*** EXERCISE DATA ***

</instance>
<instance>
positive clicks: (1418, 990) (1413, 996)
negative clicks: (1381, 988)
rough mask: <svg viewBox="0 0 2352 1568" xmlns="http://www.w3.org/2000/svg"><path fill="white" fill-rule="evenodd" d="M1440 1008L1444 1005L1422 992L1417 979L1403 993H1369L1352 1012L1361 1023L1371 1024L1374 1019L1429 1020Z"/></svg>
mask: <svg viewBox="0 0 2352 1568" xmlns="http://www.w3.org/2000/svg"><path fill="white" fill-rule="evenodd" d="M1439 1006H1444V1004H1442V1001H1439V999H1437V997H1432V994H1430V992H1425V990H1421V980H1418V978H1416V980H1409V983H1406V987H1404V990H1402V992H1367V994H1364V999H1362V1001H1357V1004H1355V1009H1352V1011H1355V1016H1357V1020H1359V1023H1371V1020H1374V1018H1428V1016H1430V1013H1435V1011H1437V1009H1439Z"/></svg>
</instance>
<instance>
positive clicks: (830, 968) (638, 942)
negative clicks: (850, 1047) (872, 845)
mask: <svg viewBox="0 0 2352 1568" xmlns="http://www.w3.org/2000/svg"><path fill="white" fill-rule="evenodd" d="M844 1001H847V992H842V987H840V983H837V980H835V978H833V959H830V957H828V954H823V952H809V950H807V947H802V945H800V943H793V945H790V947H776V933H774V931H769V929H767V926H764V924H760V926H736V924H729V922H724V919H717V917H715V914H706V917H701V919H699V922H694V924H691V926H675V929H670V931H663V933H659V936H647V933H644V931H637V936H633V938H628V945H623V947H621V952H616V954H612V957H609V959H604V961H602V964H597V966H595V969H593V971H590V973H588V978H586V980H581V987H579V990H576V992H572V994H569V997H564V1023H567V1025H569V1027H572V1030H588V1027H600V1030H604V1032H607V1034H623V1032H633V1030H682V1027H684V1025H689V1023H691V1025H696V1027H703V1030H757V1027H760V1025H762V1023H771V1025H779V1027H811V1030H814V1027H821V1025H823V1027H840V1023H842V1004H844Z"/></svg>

*** End of EXERCISE DATA ***

» **YOUR OBJECTIVE**:
An exact copy of every entry is required.

» **SOLUTION**:
</instance>
<instance>
positive clicks: (1418, 990) (1413, 996)
negative clicks: (1381, 988)
rough mask: <svg viewBox="0 0 2352 1568" xmlns="http://www.w3.org/2000/svg"><path fill="white" fill-rule="evenodd" d="M1440 1008L1444 1005L1422 992L1417 979L1403 993H1369L1352 1012L1361 1023L1371 1024L1374 1019L1429 1020Z"/></svg>
mask: <svg viewBox="0 0 2352 1568" xmlns="http://www.w3.org/2000/svg"><path fill="white" fill-rule="evenodd" d="M1439 1006H1444V1004H1442V1001H1439V999H1437V997H1432V994H1430V992H1425V990H1421V980H1418V978H1416V980H1409V983H1406V987H1404V990H1402V992H1367V994H1364V999H1362V1001H1357V1004H1355V1009H1352V1011H1355V1016H1357V1020H1359V1023H1371V1020H1374V1018H1428V1016H1430V1013H1435V1011H1437V1009H1439Z"/></svg>
</instance>
<instance>
positive clicks: (830, 968) (638, 942)
negative clicks: (850, 1047) (872, 845)
mask: <svg viewBox="0 0 2352 1568" xmlns="http://www.w3.org/2000/svg"><path fill="white" fill-rule="evenodd" d="M844 1001H847V992H842V987H840V983H837V980H835V978H833V959H830V957H828V954H823V952H809V950H807V947H802V945H800V943H793V945H790V947H776V933H774V931H769V929H767V926H764V924H760V926H736V924H729V922H724V919H717V917H715V914H706V917H701V919H699V922H694V924H691V926H675V929H670V931H663V933H659V936H647V933H644V931H637V936H633V938H628V945H623V947H621V952H616V954H612V957H609V959H604V961H602V964H597V966H595V969H593V971H590V973H588V978H586V980H581V987H579V990H576V992H572V994H569V997H564V1023H567V1025H569V1027H572V1030H588V1027H600V1030H604V1032H607V1034H623V1032H633V1030H682V1027H684V1025H689V1023H691V1025H696V1027H703V1030H757V1027H760V1025H762V1023H771V1025H779V1027H811V1030H814V1027H821V1025H823V1027H840V1023H842V1004H844Z"/></svg>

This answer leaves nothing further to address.